§ **Written instruction**
Copy out each line exactly as it appears.

§ **Items**
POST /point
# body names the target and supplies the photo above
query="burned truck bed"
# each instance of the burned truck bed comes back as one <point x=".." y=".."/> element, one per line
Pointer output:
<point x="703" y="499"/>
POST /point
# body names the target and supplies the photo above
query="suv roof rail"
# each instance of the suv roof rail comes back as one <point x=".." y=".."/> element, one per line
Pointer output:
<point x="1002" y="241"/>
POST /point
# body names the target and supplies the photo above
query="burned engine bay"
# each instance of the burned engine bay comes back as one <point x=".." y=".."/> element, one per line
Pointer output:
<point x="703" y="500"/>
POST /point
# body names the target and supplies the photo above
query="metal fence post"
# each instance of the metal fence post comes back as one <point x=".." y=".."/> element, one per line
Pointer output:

§ **Exercise solution**
POST /point
# body names the target and supplies the photo above
query="burned truck bed"
# each instance of the burned truck bed comes back as one <point x=".." y=".."/> element, one per line
Pointer output:
<point x="703" y="499"/>
POST /point
# body names the target and supplies the photo above
query="suv roof rail"
# each instance of the suv roof rail comes back as one <point x=".." y=".."/> element, one per line
Pointer output:
<point x="1002" y="241"/>
POST /point
# body names the target and supplies the photo above
query="burned engine bay"
# each instance of the burned engine bay comes back as one <point x=".." y=".."/> element, one per line
Pointer output:
<point x="703" y="500"/>
POST /point
# body names the target and supplies the photo above
query="metal fence post"
# each instance of the metal fence post comes back as one <point x=".." y=".."/> element, one per line
Pointer output:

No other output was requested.